What is required -
Find all lines in the listing below that contain the word "every", and copy each one out in full.

Dataset content -
★ ★ ★ ★ ★ ★ ★

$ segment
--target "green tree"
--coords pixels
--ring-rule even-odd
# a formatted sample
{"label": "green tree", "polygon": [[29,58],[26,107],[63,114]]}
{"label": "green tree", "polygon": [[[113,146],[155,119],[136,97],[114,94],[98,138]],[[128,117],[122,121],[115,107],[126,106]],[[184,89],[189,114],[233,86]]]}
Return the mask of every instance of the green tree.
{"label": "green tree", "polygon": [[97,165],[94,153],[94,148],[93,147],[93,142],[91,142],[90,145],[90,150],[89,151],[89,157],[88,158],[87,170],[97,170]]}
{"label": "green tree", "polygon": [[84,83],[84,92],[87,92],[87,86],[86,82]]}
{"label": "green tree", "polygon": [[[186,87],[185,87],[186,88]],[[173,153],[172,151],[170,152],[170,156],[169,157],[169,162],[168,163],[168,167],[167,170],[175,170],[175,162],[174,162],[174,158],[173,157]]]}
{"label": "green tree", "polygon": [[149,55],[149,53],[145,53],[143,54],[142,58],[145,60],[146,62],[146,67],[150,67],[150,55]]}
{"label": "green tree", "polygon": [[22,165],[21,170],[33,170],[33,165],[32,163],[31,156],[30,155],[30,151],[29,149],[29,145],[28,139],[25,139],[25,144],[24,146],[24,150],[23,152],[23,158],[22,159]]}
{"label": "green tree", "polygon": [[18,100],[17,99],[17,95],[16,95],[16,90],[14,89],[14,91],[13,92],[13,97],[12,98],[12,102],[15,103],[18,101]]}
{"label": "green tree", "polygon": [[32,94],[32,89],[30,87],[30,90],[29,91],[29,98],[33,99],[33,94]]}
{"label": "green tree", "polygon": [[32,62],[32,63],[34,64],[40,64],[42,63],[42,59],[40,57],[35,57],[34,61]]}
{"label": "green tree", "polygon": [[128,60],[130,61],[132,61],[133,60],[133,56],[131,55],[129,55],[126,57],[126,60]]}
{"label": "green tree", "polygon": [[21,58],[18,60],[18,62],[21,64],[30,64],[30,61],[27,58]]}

★ ★ ★ ★ ★ ★ ★

Output for this task -
Return the mask of every instance of the green tree.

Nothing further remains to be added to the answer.